Stored items from a collection:
++++
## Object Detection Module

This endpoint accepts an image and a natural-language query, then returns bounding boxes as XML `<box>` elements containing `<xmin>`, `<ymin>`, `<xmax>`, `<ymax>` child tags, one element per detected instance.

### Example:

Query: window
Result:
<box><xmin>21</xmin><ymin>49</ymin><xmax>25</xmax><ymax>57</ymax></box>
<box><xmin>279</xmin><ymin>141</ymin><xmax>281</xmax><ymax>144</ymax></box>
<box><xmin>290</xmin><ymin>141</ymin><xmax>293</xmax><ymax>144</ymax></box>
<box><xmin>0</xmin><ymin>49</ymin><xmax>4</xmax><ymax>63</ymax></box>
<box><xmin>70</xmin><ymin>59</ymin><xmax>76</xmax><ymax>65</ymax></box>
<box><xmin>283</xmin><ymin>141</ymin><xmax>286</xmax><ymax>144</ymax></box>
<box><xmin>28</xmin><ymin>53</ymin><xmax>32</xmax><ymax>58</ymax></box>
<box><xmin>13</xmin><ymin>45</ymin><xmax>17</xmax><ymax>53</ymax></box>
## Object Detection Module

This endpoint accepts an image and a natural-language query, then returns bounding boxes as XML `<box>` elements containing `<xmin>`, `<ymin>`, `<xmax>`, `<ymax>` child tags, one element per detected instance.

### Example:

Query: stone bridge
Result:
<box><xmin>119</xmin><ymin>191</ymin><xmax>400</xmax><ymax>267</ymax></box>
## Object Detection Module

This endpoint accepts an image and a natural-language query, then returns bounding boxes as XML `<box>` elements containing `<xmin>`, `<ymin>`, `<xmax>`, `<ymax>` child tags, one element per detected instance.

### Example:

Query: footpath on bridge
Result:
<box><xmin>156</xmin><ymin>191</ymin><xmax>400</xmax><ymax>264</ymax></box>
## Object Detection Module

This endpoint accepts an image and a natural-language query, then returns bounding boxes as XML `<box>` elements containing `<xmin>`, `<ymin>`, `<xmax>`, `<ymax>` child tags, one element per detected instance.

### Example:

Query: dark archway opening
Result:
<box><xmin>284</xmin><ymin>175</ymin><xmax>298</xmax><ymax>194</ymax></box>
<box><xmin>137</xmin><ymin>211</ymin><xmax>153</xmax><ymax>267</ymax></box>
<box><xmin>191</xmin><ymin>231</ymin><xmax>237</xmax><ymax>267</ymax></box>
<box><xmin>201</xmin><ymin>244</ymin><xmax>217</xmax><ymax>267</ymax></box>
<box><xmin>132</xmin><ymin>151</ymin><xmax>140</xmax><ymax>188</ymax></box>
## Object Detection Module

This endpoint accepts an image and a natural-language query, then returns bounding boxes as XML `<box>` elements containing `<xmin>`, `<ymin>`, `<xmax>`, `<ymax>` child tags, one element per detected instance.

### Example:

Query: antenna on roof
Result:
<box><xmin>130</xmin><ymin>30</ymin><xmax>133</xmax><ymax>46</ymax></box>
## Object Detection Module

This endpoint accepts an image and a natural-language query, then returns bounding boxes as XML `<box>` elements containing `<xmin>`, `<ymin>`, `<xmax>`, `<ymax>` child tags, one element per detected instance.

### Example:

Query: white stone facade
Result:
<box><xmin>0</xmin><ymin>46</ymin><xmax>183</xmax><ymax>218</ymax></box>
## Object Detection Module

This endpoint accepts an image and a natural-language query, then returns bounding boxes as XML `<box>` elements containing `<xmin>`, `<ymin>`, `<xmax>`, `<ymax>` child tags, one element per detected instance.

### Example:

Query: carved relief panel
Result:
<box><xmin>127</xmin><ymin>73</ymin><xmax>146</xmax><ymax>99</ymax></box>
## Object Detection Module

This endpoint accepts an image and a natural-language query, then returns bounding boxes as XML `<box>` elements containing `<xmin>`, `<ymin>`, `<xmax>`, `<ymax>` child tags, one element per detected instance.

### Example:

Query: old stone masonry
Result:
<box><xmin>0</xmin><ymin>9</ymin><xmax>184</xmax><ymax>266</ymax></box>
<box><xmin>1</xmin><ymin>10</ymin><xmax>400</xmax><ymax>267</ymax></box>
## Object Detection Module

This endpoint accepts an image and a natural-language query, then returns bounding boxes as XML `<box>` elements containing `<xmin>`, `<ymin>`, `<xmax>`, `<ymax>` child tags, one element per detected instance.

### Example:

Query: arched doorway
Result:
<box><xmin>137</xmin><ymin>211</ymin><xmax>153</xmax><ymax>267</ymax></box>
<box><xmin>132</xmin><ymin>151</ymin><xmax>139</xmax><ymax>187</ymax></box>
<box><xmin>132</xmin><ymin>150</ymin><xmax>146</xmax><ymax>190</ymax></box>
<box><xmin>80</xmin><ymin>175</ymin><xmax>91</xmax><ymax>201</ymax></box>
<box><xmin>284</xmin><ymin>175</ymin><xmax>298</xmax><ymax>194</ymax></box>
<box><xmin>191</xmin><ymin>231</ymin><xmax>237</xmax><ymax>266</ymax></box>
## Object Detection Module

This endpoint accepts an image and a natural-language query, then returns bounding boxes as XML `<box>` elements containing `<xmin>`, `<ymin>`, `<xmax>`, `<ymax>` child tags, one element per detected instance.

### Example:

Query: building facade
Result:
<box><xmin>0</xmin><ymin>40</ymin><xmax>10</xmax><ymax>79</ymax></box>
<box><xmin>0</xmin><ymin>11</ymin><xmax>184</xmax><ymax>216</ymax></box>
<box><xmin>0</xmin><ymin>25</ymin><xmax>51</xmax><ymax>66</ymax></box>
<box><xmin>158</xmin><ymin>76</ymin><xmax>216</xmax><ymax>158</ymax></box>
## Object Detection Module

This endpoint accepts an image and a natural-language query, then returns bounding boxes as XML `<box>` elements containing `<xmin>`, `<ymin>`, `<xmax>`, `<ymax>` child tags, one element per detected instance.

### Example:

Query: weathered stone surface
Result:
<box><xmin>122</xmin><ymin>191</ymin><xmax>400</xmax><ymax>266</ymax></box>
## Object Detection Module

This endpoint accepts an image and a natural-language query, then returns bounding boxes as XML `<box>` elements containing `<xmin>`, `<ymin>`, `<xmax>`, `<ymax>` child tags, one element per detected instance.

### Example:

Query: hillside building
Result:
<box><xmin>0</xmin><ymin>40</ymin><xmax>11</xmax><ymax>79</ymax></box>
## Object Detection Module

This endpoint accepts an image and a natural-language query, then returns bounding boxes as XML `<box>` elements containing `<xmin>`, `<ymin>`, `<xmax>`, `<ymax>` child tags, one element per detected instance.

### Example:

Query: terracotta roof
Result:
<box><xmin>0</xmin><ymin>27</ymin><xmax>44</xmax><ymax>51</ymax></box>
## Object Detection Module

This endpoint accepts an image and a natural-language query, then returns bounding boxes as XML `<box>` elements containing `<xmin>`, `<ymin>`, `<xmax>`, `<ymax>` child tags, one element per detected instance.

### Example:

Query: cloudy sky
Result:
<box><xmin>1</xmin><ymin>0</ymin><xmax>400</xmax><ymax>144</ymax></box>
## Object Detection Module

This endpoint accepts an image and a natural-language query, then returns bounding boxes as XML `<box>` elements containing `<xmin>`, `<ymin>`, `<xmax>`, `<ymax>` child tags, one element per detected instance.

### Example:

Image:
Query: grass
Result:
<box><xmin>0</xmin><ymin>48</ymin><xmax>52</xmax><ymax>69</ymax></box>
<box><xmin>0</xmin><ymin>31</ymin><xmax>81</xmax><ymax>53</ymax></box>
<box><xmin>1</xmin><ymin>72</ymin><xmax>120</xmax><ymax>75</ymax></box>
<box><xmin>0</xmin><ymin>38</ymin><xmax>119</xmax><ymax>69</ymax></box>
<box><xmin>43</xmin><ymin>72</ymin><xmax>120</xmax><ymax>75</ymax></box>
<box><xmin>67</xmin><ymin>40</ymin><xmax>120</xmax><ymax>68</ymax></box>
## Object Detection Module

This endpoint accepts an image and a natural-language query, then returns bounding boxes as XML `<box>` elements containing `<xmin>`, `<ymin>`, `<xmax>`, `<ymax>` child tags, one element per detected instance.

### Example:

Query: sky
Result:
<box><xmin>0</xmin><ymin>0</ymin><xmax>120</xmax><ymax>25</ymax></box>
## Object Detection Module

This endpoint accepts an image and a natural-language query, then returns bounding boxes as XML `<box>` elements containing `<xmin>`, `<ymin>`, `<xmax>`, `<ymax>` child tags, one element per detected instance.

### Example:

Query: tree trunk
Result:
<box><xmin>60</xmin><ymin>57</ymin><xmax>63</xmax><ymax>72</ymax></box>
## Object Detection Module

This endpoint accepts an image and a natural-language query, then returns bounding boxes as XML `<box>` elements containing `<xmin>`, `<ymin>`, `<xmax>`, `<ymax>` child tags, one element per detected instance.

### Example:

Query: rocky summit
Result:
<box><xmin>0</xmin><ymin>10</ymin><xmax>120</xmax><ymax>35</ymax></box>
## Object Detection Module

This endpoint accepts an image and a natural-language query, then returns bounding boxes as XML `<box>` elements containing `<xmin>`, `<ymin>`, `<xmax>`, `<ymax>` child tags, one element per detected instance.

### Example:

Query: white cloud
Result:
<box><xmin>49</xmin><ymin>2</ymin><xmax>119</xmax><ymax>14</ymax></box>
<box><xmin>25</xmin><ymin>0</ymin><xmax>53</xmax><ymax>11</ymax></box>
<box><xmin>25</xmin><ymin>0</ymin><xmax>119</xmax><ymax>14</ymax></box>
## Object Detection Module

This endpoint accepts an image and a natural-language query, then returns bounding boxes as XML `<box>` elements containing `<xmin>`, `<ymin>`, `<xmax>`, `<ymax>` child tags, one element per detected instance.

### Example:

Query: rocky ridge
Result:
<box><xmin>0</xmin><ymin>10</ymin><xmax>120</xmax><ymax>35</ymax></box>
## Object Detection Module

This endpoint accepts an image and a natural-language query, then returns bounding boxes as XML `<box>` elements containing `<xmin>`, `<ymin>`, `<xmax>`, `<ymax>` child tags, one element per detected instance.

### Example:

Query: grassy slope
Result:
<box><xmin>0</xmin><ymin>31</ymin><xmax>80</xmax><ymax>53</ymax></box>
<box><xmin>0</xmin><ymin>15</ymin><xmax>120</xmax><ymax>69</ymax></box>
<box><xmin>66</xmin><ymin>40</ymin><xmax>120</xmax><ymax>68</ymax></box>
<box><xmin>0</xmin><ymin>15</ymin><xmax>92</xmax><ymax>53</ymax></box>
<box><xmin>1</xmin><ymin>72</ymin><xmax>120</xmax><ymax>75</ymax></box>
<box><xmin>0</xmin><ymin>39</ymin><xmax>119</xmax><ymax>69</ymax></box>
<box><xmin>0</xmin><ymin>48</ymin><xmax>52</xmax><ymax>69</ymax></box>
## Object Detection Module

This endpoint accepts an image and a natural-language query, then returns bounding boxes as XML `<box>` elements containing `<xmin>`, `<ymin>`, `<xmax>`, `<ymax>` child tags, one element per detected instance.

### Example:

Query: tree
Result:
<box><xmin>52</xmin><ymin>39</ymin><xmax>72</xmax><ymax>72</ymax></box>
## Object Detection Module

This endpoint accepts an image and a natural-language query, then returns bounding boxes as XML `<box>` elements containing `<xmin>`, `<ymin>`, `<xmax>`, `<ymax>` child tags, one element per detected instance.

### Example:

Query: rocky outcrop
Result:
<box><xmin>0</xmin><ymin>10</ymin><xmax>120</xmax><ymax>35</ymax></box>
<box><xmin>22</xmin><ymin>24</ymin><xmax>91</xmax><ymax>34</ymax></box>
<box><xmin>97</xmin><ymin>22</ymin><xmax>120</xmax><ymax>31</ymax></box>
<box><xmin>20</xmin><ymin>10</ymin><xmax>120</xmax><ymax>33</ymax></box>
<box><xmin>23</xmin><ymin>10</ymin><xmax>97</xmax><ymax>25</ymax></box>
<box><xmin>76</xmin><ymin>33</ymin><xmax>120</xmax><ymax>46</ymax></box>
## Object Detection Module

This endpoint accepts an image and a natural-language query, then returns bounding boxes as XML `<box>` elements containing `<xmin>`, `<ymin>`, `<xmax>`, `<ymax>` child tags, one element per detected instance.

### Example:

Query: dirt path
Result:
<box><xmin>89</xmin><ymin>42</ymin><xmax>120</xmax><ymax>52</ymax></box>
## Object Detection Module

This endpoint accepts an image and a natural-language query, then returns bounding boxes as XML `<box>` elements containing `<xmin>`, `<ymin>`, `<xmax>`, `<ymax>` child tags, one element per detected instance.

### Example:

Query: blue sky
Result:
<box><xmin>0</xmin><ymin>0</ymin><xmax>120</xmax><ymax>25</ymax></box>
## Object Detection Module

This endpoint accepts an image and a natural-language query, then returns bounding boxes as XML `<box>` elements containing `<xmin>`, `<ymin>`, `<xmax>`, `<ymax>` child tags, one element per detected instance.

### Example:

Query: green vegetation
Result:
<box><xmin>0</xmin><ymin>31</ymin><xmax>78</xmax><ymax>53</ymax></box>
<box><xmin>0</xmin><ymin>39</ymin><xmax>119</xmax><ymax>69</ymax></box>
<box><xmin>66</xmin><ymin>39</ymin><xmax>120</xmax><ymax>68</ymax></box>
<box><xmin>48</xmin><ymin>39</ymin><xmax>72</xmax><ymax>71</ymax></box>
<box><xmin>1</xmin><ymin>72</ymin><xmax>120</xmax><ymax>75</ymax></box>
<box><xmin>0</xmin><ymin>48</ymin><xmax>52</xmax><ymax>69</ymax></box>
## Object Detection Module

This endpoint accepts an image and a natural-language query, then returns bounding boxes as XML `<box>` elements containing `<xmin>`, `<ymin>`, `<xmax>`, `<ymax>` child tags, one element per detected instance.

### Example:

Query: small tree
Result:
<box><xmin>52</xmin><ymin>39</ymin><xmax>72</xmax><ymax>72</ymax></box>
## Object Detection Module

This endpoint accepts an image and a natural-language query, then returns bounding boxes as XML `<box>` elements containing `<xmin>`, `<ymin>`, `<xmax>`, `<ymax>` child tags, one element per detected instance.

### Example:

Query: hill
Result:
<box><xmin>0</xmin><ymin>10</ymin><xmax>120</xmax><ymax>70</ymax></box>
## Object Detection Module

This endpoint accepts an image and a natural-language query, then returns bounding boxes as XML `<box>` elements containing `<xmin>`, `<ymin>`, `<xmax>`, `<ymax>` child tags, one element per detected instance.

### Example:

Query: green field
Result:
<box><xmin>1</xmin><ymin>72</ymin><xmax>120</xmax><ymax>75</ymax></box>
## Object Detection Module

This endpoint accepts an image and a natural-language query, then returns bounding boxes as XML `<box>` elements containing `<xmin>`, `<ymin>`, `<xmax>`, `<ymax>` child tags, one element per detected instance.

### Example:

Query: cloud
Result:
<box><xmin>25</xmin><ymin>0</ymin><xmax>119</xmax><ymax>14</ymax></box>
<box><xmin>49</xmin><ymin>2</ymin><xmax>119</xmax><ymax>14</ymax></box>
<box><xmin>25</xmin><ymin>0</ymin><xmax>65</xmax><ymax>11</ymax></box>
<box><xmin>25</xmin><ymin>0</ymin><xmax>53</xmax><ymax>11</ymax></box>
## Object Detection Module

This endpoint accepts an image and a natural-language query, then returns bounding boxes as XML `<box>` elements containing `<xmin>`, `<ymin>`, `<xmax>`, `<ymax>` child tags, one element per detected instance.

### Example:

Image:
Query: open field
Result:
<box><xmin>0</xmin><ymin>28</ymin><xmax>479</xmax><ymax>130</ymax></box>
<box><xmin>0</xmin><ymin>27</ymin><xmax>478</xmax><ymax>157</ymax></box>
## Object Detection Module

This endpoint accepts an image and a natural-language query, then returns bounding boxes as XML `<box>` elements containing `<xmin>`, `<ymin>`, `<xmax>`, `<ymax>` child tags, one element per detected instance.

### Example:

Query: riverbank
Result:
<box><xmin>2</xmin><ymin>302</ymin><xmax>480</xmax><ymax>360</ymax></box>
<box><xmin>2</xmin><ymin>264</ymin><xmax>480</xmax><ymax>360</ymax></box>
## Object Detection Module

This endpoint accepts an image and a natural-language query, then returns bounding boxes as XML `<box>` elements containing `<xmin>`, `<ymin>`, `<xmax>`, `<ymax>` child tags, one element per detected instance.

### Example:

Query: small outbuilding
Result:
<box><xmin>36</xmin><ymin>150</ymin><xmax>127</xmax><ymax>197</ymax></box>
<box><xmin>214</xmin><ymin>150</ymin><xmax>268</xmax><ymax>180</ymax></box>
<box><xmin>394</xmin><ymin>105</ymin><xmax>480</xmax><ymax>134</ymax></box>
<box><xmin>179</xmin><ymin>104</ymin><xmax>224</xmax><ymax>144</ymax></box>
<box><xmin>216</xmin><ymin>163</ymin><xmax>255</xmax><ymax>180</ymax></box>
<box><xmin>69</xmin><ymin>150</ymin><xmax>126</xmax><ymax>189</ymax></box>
++++
:: WHAT YOU ARE ASKED TO DO ::
Copy out all lines above holding "roof".

:: RESULT ::
Query: antenna on roof
Query: terracotta roof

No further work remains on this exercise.